§ **Exercise objective**
Rewrite the lines from the one containing "sneaker with dark" through the end of the entries, swapping "single marker" for "single dot" and changing nothing else.

==== Exercise inputs ====

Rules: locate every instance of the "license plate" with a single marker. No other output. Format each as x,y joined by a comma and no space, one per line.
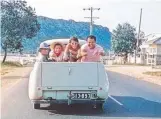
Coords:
81,95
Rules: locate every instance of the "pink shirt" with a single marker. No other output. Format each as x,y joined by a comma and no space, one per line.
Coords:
57,59
91,53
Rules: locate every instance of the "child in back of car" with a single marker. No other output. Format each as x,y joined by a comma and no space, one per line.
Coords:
56,53
71,50
91,52
43,52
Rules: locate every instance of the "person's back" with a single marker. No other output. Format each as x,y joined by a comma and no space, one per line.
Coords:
91,51
43,52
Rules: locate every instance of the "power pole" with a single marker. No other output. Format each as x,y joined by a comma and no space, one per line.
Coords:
137,43
91,17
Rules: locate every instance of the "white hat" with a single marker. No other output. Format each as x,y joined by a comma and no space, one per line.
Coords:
44,45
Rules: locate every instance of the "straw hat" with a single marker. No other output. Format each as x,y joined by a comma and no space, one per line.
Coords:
52,46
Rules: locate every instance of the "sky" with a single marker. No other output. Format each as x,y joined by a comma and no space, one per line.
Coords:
111,13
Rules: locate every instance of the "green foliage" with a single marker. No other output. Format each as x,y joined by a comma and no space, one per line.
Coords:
18,21
124,39
12,64
59,28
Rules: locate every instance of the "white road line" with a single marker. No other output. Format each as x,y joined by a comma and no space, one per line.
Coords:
115,100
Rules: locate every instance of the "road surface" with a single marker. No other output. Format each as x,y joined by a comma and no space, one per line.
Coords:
128,98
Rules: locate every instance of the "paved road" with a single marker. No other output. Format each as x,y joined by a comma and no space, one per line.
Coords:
128,98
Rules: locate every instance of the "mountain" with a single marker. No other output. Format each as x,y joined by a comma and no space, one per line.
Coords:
59,28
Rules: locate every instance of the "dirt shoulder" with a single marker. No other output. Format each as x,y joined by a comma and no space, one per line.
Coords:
137,72
13,76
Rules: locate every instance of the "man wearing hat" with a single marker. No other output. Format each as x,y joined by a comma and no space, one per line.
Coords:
43,52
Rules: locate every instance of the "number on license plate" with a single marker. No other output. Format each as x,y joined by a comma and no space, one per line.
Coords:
82,95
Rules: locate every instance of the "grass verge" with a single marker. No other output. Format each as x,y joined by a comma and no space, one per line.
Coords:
154,73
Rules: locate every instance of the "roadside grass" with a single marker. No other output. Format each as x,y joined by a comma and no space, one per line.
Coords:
153,73
7,66
131,64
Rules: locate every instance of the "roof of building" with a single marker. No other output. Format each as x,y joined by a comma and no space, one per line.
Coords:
63,41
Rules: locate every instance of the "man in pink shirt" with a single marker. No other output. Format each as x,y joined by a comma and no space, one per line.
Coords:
90,51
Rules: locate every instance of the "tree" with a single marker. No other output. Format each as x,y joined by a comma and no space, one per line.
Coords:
18,22
124,39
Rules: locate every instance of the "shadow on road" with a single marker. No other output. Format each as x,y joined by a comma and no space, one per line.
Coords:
134,107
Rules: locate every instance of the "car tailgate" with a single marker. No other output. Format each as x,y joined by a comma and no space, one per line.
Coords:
63,74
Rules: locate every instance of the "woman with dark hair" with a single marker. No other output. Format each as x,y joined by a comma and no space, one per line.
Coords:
91,52
56,53
71,50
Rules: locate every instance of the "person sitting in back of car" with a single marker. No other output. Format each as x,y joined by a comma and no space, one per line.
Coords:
91,52
71,50
43,52
56,53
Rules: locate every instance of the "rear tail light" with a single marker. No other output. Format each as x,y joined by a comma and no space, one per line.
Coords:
100,88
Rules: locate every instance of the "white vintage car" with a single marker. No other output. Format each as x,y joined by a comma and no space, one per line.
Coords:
68,82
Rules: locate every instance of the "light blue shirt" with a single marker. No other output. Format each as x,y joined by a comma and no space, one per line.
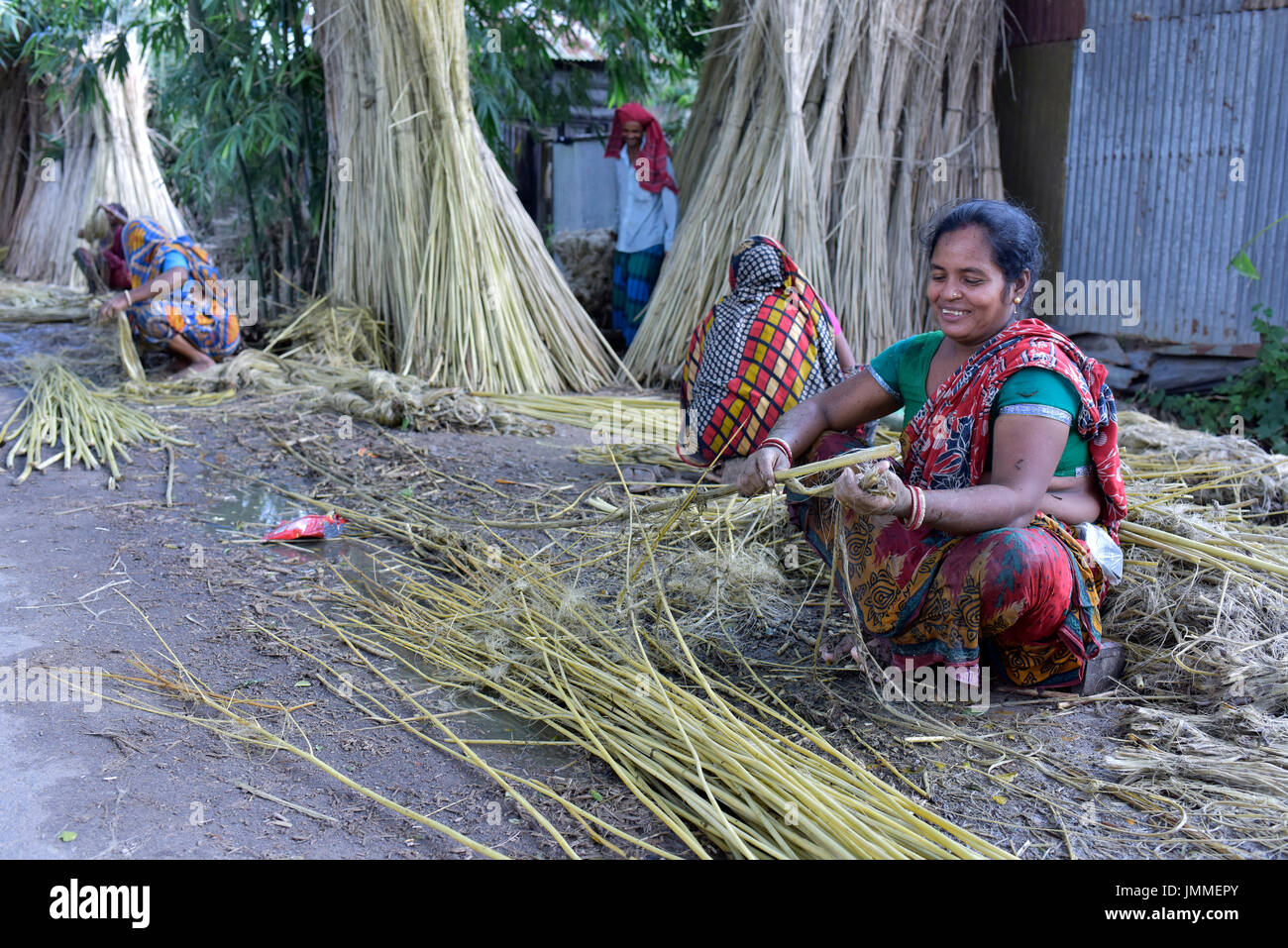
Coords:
643,219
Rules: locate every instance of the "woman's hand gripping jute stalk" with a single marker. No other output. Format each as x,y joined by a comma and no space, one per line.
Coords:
875,489
866,489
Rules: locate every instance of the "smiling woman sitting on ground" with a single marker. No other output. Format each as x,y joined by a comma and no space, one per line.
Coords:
1009,454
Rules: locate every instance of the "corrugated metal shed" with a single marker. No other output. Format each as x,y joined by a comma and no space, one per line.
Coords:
1171,94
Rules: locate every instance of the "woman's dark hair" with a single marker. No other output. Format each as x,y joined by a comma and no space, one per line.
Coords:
1014,236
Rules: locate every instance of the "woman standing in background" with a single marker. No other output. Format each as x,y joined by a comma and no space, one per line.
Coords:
647,210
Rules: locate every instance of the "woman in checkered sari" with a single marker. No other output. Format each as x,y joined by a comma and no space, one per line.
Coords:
765,346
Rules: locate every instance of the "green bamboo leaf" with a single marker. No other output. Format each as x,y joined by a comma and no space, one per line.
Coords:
1243,264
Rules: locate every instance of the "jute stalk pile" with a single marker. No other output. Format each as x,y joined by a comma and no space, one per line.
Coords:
91,427
426,230
107,155
836,127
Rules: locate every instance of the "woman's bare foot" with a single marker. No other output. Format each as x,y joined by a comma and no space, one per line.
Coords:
194,368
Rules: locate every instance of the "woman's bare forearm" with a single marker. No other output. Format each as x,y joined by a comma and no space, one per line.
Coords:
977,509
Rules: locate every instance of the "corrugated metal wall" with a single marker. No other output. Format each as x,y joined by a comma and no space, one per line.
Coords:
1172,93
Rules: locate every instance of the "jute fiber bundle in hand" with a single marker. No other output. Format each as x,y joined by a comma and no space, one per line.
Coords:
428,230
836,128
107,155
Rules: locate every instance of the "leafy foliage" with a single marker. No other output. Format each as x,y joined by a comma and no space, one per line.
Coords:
1258,395
240,107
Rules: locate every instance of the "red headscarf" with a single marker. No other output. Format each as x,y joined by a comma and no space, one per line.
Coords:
653,149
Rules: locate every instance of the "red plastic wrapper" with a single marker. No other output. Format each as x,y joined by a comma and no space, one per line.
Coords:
308,527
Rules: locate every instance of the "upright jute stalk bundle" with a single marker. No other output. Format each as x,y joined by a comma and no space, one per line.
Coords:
838,128
428,231
107,155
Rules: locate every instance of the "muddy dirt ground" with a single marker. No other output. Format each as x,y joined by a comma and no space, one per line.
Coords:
91,578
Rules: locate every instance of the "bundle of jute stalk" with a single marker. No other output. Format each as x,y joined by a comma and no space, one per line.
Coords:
94,427
836,128
426,230
29,301
107,155
330,334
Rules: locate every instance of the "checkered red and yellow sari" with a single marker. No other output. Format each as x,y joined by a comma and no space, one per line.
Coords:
764,347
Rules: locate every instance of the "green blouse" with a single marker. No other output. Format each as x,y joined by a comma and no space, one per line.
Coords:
902,371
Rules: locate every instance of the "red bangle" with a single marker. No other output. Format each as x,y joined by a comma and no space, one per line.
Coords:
782,446
917,511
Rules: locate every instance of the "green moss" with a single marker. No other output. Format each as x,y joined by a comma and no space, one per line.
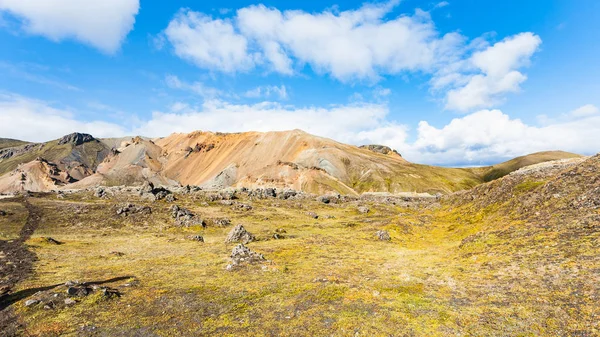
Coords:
527,186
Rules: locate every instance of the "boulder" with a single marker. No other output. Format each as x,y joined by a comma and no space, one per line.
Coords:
241,207
383,235
312,215
241,255
129,209
363,209
75,139
222,222
52,241
29,303
198,238
183,217
239,234
100,192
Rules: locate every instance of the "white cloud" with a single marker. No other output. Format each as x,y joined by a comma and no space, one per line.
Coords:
364,44
101,24
208,43
32,120
441,4
497,73
197,88
585,111
381,92
356,44
268,91
483,137
489,136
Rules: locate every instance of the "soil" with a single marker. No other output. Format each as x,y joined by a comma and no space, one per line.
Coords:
16,266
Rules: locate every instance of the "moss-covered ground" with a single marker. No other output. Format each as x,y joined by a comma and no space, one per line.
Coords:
456,269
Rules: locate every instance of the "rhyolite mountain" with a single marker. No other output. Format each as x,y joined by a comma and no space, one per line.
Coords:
287,159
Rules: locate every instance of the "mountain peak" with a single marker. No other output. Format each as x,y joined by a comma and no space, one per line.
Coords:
76,138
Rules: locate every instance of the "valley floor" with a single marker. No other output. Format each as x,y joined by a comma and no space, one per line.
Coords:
438,276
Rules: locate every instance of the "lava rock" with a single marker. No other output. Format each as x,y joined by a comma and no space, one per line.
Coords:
239,234
383,235
198,238
243,255
76,139
312,215
363,209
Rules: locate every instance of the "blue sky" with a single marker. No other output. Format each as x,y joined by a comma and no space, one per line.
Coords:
450,83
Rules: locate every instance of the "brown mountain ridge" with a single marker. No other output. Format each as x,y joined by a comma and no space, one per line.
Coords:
212,160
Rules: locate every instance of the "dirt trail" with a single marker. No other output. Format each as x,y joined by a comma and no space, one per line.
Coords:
16,264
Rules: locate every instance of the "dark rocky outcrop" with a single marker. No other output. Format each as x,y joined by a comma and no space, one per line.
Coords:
129,209
241,255
380,149
383,235
239,234
184,217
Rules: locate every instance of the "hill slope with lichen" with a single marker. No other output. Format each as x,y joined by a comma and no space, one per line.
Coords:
287,159
519,256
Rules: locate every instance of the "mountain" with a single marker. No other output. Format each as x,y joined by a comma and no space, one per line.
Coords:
7,142
502,169
287,159
45,166
301,161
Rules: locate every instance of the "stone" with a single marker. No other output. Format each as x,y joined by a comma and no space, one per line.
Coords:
312,215
100,192
76,139
241,207
29,303
52,241
222,222
243,255
183,217
80,291
239,234
383,235
287,194
129,209
147,187
198,238
363,209
109,292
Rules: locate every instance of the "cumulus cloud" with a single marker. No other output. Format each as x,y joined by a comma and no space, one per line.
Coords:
267,91
208,43
363,44
497,73
483,137
33,120
489,136
197,87
354,44
101,24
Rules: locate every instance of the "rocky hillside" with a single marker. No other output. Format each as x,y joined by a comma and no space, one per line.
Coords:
502,169
45,166
288,159
301,161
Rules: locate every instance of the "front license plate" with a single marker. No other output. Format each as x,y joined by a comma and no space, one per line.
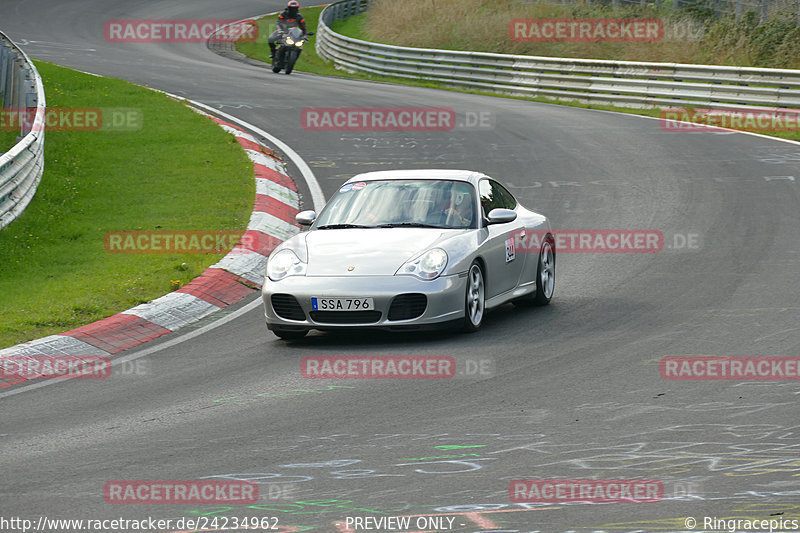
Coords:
342,304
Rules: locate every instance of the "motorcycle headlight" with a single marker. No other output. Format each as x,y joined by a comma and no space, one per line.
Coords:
426,266
284,264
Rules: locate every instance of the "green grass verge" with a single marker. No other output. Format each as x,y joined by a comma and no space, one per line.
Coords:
354,27
180,171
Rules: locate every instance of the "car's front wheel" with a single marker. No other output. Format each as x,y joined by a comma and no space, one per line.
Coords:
475,304
289,334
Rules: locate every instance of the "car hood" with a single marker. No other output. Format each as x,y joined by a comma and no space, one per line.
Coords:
370,252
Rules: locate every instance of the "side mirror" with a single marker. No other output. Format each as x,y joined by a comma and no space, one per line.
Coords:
501,216
306,218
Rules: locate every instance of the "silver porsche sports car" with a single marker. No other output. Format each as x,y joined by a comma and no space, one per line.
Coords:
409,249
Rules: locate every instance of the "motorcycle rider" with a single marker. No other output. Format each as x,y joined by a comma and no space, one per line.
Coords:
289,18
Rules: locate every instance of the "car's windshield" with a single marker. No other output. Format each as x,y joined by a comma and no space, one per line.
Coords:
401,203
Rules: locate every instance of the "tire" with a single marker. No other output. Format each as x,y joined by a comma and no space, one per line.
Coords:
474,299
545,277
289,334
291,59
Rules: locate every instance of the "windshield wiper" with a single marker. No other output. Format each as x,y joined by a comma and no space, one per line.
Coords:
407,225
343,226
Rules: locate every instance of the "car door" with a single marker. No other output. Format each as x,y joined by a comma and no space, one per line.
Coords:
504,262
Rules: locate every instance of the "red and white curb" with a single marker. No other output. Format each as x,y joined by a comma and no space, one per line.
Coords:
237,275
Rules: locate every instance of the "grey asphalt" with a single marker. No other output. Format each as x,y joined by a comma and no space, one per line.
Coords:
576,391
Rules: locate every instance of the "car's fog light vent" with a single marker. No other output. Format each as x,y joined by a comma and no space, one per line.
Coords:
286,306
408,306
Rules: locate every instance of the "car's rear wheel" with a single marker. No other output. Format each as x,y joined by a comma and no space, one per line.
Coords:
545,277
475,303
289,334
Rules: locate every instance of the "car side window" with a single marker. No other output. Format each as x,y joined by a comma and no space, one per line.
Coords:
487,196
494,195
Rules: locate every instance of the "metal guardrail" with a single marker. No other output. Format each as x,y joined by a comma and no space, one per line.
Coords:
21,92
620,83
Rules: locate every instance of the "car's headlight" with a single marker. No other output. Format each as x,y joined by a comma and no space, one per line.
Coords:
283,264
426,266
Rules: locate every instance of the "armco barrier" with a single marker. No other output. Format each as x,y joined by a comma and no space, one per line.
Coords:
21,167
621,83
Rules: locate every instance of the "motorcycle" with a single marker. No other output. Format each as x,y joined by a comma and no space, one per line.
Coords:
290,44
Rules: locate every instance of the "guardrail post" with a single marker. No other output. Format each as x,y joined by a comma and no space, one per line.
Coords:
21,165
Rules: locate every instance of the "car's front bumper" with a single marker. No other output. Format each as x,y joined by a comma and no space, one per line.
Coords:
445,301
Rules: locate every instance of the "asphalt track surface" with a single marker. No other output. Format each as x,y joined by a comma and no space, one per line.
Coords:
576,391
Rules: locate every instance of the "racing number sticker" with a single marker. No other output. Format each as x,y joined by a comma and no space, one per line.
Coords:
511,252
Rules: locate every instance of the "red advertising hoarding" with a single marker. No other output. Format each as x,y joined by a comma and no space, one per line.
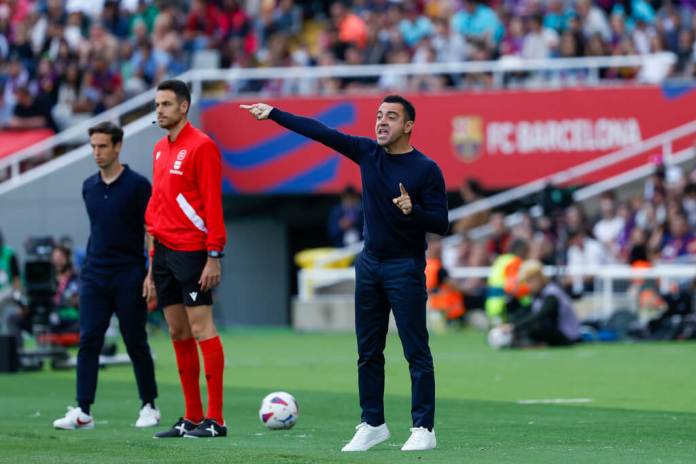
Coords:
501,138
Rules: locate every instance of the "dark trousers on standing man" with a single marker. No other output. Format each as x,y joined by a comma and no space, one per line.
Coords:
102,294
397,284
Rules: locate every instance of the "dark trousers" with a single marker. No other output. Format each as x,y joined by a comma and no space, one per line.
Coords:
398,284
103,294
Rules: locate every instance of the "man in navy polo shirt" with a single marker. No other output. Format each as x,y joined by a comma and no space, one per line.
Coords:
113,277
403,198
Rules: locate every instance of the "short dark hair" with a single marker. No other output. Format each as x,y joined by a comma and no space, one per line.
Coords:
408,106
179,87
108,128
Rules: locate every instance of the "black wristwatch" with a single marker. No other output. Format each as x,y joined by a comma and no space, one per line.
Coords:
215,254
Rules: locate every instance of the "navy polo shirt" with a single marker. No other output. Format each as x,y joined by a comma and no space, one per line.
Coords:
116,219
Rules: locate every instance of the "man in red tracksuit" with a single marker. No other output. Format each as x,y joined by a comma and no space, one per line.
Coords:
184,217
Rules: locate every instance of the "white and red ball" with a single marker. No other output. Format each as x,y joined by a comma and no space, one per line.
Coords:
279,410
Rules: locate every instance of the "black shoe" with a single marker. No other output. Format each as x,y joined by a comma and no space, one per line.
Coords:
178,430
207,429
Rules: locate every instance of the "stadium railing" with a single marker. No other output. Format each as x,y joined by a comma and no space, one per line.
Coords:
609,294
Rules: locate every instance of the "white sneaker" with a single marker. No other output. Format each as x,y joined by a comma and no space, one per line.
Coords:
367,436
421,439
74,419
149,417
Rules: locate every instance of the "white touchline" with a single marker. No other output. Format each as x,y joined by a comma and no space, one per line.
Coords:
556,401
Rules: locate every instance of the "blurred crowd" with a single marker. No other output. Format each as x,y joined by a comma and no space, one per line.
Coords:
64,60
653,227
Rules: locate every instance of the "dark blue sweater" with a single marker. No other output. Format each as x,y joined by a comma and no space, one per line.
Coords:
388,232
116,220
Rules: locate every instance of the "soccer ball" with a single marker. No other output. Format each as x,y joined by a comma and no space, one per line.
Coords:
279,410
499,338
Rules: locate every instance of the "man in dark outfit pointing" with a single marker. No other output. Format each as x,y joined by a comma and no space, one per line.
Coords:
403,198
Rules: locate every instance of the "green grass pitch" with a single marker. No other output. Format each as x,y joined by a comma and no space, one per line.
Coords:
640,405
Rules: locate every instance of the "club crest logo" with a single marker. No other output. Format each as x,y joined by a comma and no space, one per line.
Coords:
179,159
467,137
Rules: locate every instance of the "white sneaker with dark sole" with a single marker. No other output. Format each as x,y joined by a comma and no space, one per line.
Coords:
421,439
148,417
367,436
74,419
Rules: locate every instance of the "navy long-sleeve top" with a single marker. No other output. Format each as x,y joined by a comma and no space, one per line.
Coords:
388,232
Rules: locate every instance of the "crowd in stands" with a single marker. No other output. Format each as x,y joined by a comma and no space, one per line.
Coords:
64,60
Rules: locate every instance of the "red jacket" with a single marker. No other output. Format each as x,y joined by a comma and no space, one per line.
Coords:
185,209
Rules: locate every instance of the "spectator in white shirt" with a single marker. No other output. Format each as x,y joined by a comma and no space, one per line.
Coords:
583,252
608,229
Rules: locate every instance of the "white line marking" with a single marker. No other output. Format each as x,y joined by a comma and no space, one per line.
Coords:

====

§ **Output of the task**
Rules: locate every instance of the "white sneaker with dark sole" with a single dot. No other output. Format each as x,y joined by a comma and no space, one per line.
Coords:
421,439
148,417
367,436
74,419
Rules: locate every instance of the "navy long-sleeve top" with a single dot. No other output. Format each as x,y joined by a comma and no space, one per line.
Coords:
388,232
Rules: locate every instance of the "crowd in stands" with a single dot. No other output. Format each as x,y joined by a comma and no space, one per line.
Coords:
64,60
Rules: locate every instance of the "red jacket" with a single dot. No other output. Format each as x,y joined by a comma and no space, one per line.
Coords:
185,209
Rules: locate every instance of the "spectator in white shirt" with a single dot. No other output. Format each as x,y joined by a comma and no space, one per line.
Coords:
583,252
608,229
Rules: locate every instance of the "white line marking" with a single dot. No other output. Format each as x,y joined by a comma and no space, one per line.
Coords:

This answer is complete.